- Page text -
— Begin —
2003-03-24 Thread brian

Hi Scott and all,

We added a test to SpamManager that has produced some really interesting
results.

What we are doing is to track the 2000 (user configurable) most recent spammer
IP addresses. The list is maintained as an MRU style list (sorted with the
most recent at the top). If incoming messages reach a user defined score, the
IP address of the spammer is added to the list.

As part of our testing procedure for our own lists, we validate the results of
our spam trap accounts and internal email accounts against most of the public
DNS lookup databases and the 3 we subscribe to mostly to determine their
weighting.

Prior to implementing this test, roughly 40% of spam we received also got hits
from one or more of the DNS lookup databases with SpamCop having the best
results (false positives ignored).

Here is what we found. After about 3 weeks of data collection, only about 1 in
400 incoming spams is identified by a DNS lookup, and NOT on the list of the
2000 most recent spammers. Also, of all the spams we receive on all accounts,
about 43% are on the recent spammer list, meaning that almost half of the
spams we receive are from senders that have spammed us before.
— End —
- Data block -
— Begin —
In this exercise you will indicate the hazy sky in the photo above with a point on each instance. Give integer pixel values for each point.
— End —
- Required work -
Repeat word for word the part of the spam-tracking thread starting with "We added a test" and going on through "to the list.".

- Solution to this problem -
We added a test to SpamManager that has produced some really interesting
results.

What we are doing is to track the 2000 (user configurable) most recent spammer
IP addresses. The list is maintained as an MRU style list (sorted with the
most recent at the top). If incoming messages reach a user defined score, the
IP address of the spammer is added to the list.